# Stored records
++++++

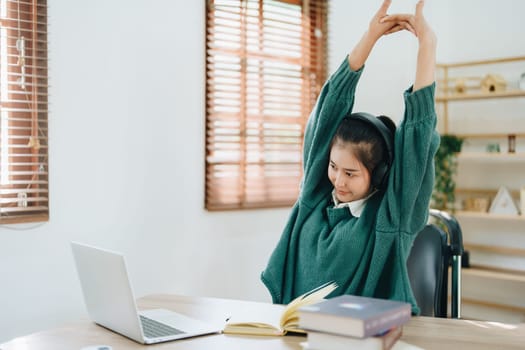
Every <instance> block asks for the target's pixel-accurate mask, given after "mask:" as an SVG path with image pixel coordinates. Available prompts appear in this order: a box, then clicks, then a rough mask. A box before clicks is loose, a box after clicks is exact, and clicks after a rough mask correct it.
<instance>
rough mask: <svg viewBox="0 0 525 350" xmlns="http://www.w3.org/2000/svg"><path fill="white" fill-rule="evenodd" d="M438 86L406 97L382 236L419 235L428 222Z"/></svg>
mask: <svg viewBox="0 0 525 350" xmlns="http://www.w3.org/2000/svg"><path fill="white" fill-rule="evenodd" d="M434 93H435V83H433V84H431V85H429V86H426V87H424V88H422V89H419V90H417V91H414V92H413V91H412V87H411V88H409V89H408V90H407V91H405V93H404V100H405V115H404V119H403V121H402V122H401V124H400V126H399V128H398V129H397V131H396V136H395V146H394V147H395V151H394V162H393V165H392V170H391V172H390V175H389V180H388V181H389V184H388V186H387V189H386V193H385V197H384V200H383V202H382V204H381V207H380V209H379V212H378V222H377V229H378V231H382V232H391V233H394V232H403V233H407V234H410V235H412V234H416V233H418V232H419V231H420V230H421V229H422V228H423V227H424V225H425V224H426V222H427V219H428V211H429V202H430V196H431V194H432V188H433V186H434V176H435V175H434V155H435V153H436V151H437V148H438V147H439V134H438V133H437V131H436V122H437V118H436V111H435V103H434Z"/></svg>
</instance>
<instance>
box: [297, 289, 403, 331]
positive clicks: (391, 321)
mask: <svg viewBox="0 0 525 350" xmlns="http://www.w3.org/2000/svg"><path fill="white" fill-rule="evenodd" d="M298 314H299V327H300V328H302V329H307V330H313V331H321V332H328V333H334V334H340V335H346V336H352V337H358V338H364V337H370V336H374V335H377V334H381V333H384V332H386V331H388V330H389V329H391V328H394V327H398V326H402V325H403V324H405V323H407V322H408V321H409V320H410V317H411V316H412V307H411V305H410V304H409V303H405V302H401V301H395V300H387V299H378V298H369V297H361V296H355V295H340V296H338V297H335V298H332V299H327V300H325V301H321V302H319V303H317V304H315V305H308V306H303V307H301V308H299V310H298Z"/></svg>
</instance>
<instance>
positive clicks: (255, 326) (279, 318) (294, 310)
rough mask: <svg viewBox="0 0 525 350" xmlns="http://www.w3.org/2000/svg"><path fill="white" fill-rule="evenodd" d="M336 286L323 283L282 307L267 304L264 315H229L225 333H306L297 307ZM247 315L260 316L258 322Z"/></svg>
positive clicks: (284, 334) (259, 334) (324, 294)
mask: <svg viewBox="0 0 525 350" xmlns="http://www.w3.org/2000/svg"><path fill="white" fill-rule="evenodd" d="M336 288H337V284H336V283H333V282H330V283H327V284H323V285H322V286H320V287H317V288H315V289H313V290H311V291H309V292H307V293H305V294H303V295H301V296H299V297H297V298H295V299H294V300H292V301H291V302H290V303H289V304H288V305H286V306H285V307H284V309H283V307H282V305H272V304H269V305H268V309H267V310H266V311H265V313H264V315H253V314H252V315H249V314H248V315H244V316H242V315H238V316H235V315H234V316H233V317H231V318H230V319H229V320H228V321H227V323H226V326H225V327H224V330H223V332H224V333H226V334H249V335H276V336H279V335H285V334H286V333H287V332H295V333H306V332H305V331H304V330H302V329H299V316H298V314H297V309H298V308H300V307H301V306H306V305H312V304H315V303H316V302H318V301H320V300H322V299H323V298H324V297H326V296H327V295H328V294H330V293H331V292H332V291H334V290H335V289H336ZM245 316H248V317H260V320H261V321H260V322H257V321H255V322H252V321H253V320H252V321H248V320H245V318H246V317H245Z"/></svg>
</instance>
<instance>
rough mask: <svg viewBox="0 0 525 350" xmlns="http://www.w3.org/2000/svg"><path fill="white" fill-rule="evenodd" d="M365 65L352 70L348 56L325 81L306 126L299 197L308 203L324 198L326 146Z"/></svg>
mask: <svg viewBox="0 0 525 350" xmlns="http://www.w3.org/2000/svg"><path fill="white" fill-rule="evenodd" d="M363 69H364V68H360V69H359V70H358V71H353V70H352V69H351V68H350V65H349V63H348V56H347V57H346V58H345V60H344V61H343V62H342V63H341V65H340V66H339V68H338V69H337V70H336V71H335V72H334V73H333V74H332V76H331V77H330V78H329V79H328V80H327V81H326V83H325V84H324V86H323V88H322V90H321V93H320V94H319V97H318V99H317V103H316V105H315V107H314V109H313V111H312V113H311V114H310V117H309V119H308V123H307V125H306V130H305V136H304V146H303V172H304V174H303V180H302V185H301V187H302V188H301V195H300V200H301V201H302V202H303V203H304V204H307V205H308V206H311V205H315V203H317V202H318V200H320V199H321V198H322V197H323V194H324V192H325V190H326V189H329V188H330V186H331V185H330V183H329V181H328V177H327V175H326V172H327V169H328V159H329V147H330V143H331V141H332V137H333V135H334V134H335V132H336V130H337V127H338V126H339V123H340V121H341V120H342V119H343V117H344V116H345V115H346V114H348V113H349V112H350V111H351V110H352V107H353V104H354V95H355V89H356V86H357V82H358V81H359V77H360V76H361V73H362V71H363Z"/></svg>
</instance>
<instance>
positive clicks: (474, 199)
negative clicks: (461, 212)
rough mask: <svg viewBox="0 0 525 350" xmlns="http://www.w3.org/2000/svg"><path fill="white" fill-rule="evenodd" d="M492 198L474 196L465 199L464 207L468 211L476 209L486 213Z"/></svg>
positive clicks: (475, 209)
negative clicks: (476, 196)
mask: <svg viewBox="0 0 525 350" xmlns="http://www.w3.org/2000/svg"><path fill="white" fill-rule="evenodd" d="M489 203H490V200H489V198H486V197H472V198H467V199H465V201H464V203H463V209H464V210H466V211H475V212H478V213H486V212H487V210H488V208H489Z"/></svg>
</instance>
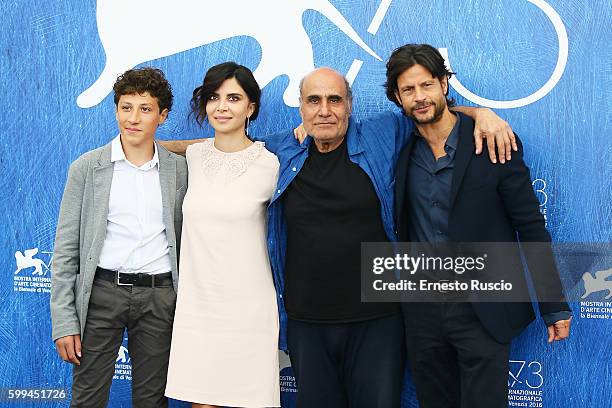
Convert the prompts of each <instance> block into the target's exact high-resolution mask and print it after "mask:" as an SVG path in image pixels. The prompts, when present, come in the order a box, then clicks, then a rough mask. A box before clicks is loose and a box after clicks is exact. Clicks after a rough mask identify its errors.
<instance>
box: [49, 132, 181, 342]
mask: <svg viewBox="0 0 612 408" xmlns="http://www.w3.org/2000/svg"><path fill="white" fill-rule="evenodd" d="M157 149H158V150H157V152H158V153H157V154H158V157H159V180H160V184H161V192H162V206H163V218H164V224H166V236H167V239H168V245H169V246H170V257H171V260H172V282H173V286H174V289H175V290H177V289H178V256H179V247H180V241H181V226H182V222H183V215H182V211H181V209H182V206H183V198H184V196H185V192H186V191H187V163H186V161H185V158H184V157H181V156H177V155H176V154H174V153H170V152H169V151H167V150H166V149H165V148H164V147H162V146H160V145H159V144H157ZM110 159H111V144H110V143H109V144H107V145H105V146H103V147H100V148H98V149H95V150H92V151H90V152H87V153H85V154H84V155H82V156H81V157H79V158H78V159H77V160H75V161H74V162H73V163H72V164H71V165H70V169H69V170H68V180H67V181H66V187H65V188H64V196H63V197H62V204H61V207H60V214H59V219H58V223H57V232H56V235H55V249H54V254H53V262H52V263H51V272H52V283H51V321H52V325H53V329H52V331H53V333H52V336H53V340H54V341H55V340H56V339H58V338H60V337H64V336H68V335H74V334H80V335H81V338H82V337H83V333H84V331H85V322H86V321H87V308H88V306H89V297H90V295H91V287H92V284H93V280H94V275H95V273H96V267H97V266H98V261H99V259H100V252H101V251H102V245H103V244H104V239H105V237H106V223H107V217H108V200H109V196H110V188H111V181H112V179H113V164H112V162H111V161H110Z"/></svg>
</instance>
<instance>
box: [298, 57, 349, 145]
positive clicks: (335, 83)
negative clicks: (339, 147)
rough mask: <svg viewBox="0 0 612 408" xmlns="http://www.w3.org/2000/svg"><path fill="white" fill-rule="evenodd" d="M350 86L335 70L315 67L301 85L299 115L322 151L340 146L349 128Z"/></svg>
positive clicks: (305, 125) (302, 81) (345, 80)
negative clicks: (311, 71)
mask: <svg viewBox="0 0 612 408" xmlns="http://www.w3.org/2000/svg"><path fill="white" fill-rule="evenodd" d="M351 99H352V95H351V87H350V85H349V83H348V81H347V80H346V78H344V76H342V75H341V74H340V73H339V72H338V71H335V70H333V69H331V68H318V69H315V70H314V71H312V72H311V73H309V74H308V75H306V76H305V77H304V78H303V79H302V81H301V82H300V115H301V116H302V122H303V123H304V128H305V129H306V132H308V134H309V135H311V136H312V137H313V138H314V141H315V144H316V145H317V148H318V149H319V151H321V152H326V151H331V150H334V149H335V148H337V147H338V146H340V144H341V143H342V141H343V140H344V137H345V135H346V131H347V129H348V123H349V116H350V114H351V106H352V100H351Z"/></svg>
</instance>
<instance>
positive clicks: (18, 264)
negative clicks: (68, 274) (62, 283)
mask: <svg viewBox="0 0 612 408" xmlns="http://www.w3.org/2000/svg"><path fill="white" fill-rule="evenodd" d="M52 258H53V252H50V251H41V252H40V253H39V250H38V248H30V249H26V250H24V251H23V252H22V251H15V271H14V273H13V291H15V292H25V293H51V276H50V275H51V269H50V266H51V259H52Z"/></svg>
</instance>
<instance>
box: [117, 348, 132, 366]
mask: <svg viewBox="0 0 612 408" xmlns="http://www.w3.org/2000/svg"><path fill="white" fill-rule="evenodd" d="M129 362H130V357H129V353H128V349H127V348H126V347H124V346H123V345H122V346H121V347H119V352H118V353H117V359H116V360H115V363H121V364H127V363H129Z"/></svg>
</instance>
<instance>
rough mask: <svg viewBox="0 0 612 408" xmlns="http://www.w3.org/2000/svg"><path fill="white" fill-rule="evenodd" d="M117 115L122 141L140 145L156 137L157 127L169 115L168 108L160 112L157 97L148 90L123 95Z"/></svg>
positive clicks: (117, 106)
mask: <svg viewBox="0 0 612 408" xmlns="http://www.w3.org/2000/svg"><path fill="white" fill-rule="evenodd" d="M116 116H117V124H118V125H119V130H120V131H121V139H122V141H123V142H124V143H130V144H133V145H139V144H141V143H143V142H148V141H152V140H153V139H154V138H155V132H156V131H157V127H158V126H159V125H161V124H162V123H164V121H165V120H166V117H167V116H168V109H164V110H163V111H162V112H160V111H159V104H158V102H157V99H156V98H154V97H152V96H151V95H149V93H148V92H145V93H144V94H142V95H140V94H132V95H121V97H120V98H119V102H117V113H116Z"/></svg>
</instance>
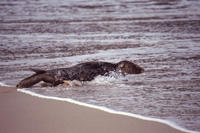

++++++

# Problem
Lines holding the string "target" must be copied out of the entries above.

# Exercise result
Every <instance> block asks for the target's pixel-accurate mask, given after "mask:" as an SVG path with image pixel coordinates. Available prompts appear in this order: a box, then clicks, then a rough mask. A box before clicks is loose, a box after clicks is exact, and clicks after a rough mask correct it.
Convert the prompts of each <instance> block into the target's exact high-resolution mask and print it after "mask:" as an SVG path in image pixels. The prompts, when present, come in the order a box, then clicks, then a rough mask. A box before clicks is loose and a box after clicks is exact. Clicks after a rough mask identify its errors.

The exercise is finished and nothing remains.